What you should do:
Can you retype the part of the records that begins with the line containing "Accessibility service: describe the location of broken" and ends with the line containing "555,362 -> 607,379", with both of those lines included and nothing else?

Data for processing:

————————

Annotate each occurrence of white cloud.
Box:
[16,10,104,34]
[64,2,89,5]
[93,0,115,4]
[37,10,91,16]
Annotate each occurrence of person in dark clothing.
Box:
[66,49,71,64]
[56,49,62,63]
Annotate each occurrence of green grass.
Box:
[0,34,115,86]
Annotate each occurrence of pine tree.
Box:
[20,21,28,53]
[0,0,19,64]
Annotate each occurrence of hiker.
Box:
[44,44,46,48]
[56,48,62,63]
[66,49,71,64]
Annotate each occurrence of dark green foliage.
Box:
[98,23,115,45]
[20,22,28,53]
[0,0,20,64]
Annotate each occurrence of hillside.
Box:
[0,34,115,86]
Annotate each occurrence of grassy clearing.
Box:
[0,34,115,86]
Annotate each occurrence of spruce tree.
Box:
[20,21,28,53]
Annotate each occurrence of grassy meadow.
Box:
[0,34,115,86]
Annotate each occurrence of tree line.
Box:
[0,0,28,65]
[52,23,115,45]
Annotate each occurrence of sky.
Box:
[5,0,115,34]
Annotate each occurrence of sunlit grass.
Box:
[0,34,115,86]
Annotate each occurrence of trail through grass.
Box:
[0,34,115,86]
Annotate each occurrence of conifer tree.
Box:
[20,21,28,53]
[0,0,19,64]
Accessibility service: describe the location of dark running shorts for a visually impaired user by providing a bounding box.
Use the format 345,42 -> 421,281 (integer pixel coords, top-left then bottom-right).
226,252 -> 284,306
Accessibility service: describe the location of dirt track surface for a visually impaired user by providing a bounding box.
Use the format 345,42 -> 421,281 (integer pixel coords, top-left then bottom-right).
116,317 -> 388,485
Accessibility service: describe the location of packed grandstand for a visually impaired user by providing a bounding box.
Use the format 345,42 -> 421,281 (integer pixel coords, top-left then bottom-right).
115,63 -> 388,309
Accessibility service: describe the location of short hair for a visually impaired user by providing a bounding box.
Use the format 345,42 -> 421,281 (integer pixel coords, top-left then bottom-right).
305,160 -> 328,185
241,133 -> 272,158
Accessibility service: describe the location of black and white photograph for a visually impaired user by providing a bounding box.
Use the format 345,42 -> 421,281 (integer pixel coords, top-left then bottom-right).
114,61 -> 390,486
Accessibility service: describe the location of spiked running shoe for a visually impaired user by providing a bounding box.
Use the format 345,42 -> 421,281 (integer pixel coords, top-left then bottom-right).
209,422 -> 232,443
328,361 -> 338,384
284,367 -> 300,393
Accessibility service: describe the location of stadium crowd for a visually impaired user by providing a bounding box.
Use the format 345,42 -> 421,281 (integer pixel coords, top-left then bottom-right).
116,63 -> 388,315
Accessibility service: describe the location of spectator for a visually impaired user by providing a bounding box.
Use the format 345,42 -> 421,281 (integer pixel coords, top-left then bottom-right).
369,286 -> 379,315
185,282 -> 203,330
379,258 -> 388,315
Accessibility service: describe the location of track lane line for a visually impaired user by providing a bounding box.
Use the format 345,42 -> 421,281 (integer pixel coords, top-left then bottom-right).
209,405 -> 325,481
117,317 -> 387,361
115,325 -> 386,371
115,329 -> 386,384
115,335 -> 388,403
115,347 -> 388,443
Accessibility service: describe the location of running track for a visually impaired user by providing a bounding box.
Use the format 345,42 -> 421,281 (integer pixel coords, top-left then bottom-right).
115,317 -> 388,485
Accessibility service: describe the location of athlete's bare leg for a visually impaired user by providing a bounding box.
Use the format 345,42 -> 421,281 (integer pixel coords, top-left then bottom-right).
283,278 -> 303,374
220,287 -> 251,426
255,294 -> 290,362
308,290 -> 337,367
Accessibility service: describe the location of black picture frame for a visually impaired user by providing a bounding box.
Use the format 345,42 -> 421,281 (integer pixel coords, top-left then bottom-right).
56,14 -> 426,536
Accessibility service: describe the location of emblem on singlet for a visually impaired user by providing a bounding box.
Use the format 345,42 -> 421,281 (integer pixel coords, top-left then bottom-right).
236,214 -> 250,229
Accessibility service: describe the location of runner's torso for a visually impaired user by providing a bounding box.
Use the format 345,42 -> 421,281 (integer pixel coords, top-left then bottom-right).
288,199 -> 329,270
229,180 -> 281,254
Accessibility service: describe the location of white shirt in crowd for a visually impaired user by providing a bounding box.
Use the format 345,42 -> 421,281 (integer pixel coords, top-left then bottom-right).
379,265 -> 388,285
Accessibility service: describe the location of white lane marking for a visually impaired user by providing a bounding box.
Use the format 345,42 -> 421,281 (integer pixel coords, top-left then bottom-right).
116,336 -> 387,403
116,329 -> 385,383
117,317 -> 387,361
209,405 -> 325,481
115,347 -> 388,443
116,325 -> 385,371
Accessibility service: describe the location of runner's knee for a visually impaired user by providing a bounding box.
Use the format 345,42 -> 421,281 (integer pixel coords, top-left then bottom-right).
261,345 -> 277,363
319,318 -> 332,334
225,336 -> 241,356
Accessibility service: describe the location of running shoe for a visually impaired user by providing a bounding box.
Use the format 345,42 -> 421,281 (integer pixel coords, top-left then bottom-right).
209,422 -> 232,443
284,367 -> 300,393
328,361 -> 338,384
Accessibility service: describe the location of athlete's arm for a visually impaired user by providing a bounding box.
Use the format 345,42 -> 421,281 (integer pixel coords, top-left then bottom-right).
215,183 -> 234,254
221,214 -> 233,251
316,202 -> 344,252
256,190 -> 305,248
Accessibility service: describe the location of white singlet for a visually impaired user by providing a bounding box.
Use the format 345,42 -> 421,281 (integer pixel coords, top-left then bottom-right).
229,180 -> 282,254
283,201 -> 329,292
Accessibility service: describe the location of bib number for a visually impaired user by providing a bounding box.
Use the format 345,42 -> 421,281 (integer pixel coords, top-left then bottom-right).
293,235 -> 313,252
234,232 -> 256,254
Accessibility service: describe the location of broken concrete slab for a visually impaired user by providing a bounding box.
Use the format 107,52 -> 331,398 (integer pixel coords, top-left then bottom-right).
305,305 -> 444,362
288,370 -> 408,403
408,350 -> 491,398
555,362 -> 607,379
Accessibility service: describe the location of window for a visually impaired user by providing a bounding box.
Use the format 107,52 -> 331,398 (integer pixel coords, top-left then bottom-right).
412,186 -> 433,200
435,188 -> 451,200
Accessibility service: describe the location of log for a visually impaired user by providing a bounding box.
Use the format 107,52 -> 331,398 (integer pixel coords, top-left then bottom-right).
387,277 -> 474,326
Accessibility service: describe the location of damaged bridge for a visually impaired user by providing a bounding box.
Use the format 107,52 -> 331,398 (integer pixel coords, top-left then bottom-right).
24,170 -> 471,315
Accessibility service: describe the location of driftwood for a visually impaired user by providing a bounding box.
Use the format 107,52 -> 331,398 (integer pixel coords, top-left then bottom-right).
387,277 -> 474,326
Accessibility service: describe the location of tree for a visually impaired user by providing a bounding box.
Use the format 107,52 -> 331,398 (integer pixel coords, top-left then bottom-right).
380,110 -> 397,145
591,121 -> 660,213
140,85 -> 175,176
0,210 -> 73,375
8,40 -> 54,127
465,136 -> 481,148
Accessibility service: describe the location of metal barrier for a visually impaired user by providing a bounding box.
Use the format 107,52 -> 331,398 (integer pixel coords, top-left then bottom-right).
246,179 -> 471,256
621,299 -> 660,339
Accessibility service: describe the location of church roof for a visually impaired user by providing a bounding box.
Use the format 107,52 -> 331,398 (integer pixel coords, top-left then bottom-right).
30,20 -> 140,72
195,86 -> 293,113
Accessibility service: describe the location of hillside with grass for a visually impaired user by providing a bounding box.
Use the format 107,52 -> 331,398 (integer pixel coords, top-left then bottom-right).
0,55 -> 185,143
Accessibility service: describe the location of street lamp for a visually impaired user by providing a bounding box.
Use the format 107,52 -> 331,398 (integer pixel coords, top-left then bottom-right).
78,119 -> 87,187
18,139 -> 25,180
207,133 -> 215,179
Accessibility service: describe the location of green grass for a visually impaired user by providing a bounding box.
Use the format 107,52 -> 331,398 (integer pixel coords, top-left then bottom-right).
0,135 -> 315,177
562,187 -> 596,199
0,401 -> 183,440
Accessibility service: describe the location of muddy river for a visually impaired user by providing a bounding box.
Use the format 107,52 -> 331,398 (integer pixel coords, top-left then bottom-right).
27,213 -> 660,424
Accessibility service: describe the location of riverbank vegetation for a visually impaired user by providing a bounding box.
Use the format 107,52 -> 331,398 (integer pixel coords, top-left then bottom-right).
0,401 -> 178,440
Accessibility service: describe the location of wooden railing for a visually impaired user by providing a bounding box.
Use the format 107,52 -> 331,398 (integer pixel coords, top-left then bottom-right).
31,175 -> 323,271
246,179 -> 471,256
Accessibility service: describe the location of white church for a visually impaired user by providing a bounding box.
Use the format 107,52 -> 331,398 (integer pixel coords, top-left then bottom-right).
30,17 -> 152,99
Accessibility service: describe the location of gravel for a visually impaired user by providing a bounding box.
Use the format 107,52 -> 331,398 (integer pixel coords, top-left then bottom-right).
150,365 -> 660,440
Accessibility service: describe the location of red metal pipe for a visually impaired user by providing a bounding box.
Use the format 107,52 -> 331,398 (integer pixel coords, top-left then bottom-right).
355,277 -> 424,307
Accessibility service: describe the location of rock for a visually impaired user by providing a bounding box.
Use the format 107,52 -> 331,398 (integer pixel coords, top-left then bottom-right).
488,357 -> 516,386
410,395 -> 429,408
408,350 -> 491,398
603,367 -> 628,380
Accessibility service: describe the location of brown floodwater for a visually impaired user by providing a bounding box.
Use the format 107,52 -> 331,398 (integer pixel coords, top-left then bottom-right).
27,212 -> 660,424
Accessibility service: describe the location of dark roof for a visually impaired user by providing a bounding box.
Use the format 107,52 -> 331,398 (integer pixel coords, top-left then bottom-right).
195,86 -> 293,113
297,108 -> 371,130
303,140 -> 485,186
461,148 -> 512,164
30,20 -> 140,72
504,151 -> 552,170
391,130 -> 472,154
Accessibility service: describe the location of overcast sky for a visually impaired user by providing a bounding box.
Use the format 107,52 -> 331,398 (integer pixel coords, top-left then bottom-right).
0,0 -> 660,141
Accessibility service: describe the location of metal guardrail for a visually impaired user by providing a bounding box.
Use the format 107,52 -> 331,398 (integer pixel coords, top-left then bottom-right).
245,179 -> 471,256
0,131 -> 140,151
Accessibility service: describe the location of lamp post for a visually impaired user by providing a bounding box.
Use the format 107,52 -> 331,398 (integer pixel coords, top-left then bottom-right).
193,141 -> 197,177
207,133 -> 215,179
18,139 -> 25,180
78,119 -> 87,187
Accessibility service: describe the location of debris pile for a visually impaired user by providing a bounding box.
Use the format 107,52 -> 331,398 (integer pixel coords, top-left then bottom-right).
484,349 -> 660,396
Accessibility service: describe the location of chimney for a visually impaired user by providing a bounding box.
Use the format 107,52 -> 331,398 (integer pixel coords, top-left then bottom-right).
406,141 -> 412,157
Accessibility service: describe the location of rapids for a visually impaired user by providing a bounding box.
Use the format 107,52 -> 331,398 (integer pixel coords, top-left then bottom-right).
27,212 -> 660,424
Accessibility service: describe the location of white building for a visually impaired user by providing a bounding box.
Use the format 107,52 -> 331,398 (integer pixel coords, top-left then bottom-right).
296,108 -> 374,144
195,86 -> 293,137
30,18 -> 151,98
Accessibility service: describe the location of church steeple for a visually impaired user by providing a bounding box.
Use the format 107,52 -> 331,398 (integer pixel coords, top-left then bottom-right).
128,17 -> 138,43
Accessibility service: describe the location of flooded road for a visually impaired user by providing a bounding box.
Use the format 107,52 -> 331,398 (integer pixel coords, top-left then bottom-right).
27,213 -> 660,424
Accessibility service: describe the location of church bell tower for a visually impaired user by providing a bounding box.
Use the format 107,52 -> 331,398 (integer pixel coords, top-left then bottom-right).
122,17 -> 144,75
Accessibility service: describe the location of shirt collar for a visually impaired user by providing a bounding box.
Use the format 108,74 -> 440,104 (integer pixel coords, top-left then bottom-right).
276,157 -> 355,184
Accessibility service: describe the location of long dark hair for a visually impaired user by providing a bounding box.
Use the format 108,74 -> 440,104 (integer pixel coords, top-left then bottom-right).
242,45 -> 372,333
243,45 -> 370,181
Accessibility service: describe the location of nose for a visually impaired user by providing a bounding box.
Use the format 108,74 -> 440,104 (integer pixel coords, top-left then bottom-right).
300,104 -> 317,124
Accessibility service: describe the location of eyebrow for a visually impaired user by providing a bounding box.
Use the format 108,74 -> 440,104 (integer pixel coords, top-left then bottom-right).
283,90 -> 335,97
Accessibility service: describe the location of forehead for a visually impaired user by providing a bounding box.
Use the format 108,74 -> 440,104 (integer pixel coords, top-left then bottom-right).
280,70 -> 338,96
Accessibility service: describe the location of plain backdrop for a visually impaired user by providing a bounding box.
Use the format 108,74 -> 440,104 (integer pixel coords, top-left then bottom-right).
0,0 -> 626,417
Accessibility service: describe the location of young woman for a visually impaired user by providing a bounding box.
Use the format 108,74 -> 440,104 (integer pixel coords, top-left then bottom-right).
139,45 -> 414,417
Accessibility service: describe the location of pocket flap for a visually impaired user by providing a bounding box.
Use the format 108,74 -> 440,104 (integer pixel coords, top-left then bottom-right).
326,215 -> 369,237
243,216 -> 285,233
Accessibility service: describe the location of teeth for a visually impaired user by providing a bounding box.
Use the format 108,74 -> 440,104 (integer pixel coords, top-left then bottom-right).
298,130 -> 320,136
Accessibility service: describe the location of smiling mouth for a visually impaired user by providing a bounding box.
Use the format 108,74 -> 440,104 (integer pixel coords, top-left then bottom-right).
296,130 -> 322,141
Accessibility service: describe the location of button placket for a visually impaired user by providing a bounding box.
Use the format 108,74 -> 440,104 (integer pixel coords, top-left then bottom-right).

————————

Output of the exercise:
Accessibility service: describe the location of broken concrete slab for a visually impaired user by providing a bounding box.
Use the format 107,52 -> 331,398 (integer pixel coords, top-left then bottom-right).
305,305 -> 444,362
288,370 -> 408,403
408,350 -> 491,398
555,362 -> 607,379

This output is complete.